◆ **Assigned task**:
The word to find is "lamp". Copy each line of the material that contains it.

◆ **Records provided**:
________________________________________

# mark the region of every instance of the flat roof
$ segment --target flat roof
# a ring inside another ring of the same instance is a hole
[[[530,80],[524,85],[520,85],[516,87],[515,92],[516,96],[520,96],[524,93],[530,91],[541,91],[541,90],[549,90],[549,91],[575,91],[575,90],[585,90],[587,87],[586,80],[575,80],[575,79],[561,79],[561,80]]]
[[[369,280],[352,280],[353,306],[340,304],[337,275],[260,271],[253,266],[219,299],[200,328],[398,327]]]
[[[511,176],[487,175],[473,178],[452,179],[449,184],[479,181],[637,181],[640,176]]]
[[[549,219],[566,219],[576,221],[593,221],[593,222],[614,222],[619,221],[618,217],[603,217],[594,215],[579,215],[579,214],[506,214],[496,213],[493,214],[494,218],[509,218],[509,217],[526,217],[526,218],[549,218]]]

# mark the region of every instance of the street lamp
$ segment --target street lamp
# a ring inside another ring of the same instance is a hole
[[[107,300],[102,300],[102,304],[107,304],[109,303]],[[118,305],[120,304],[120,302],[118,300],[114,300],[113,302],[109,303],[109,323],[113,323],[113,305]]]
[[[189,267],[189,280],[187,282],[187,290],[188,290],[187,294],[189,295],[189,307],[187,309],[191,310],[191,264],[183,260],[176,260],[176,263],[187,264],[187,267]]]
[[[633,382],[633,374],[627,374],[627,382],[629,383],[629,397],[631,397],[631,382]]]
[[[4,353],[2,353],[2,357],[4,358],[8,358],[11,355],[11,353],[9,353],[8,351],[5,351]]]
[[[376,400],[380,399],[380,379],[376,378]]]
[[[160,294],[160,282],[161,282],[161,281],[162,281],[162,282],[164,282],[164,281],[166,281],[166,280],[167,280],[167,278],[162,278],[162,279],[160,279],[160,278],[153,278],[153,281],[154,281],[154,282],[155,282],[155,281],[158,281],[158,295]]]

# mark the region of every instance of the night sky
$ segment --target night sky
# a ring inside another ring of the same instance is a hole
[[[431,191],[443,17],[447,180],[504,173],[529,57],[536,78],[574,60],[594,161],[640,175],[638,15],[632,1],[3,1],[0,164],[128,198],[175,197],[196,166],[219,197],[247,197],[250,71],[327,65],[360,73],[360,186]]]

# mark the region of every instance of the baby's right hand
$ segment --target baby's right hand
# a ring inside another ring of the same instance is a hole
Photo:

________________________________________

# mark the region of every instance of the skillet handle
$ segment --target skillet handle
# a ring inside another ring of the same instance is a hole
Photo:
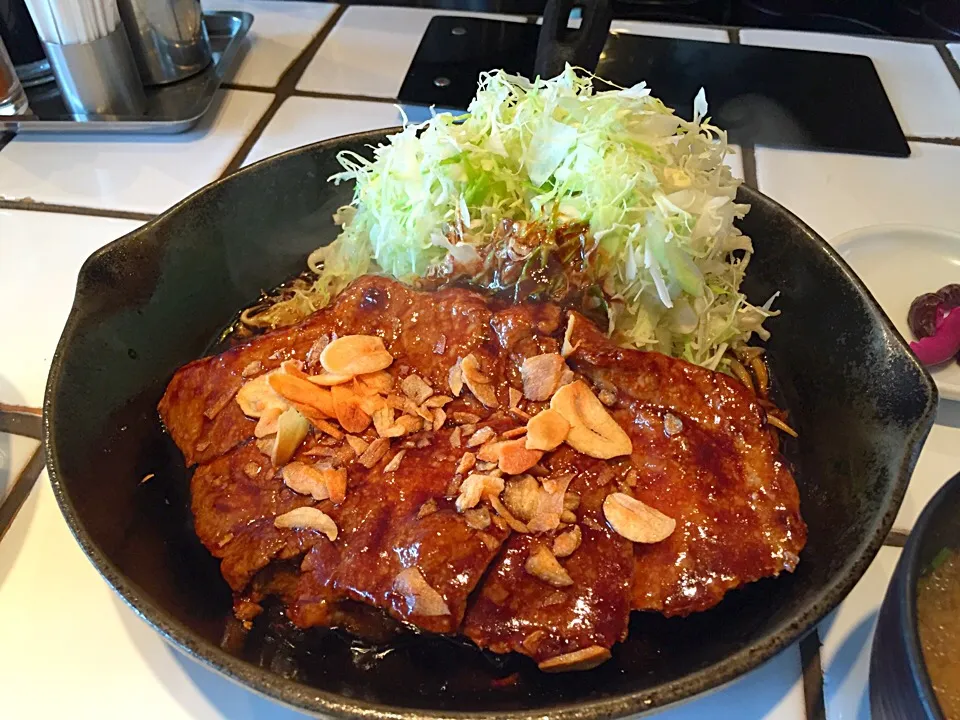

________________________________________

◆ **Response**:
# mark the region of every instance of the street lamp
$ segment --target street lamp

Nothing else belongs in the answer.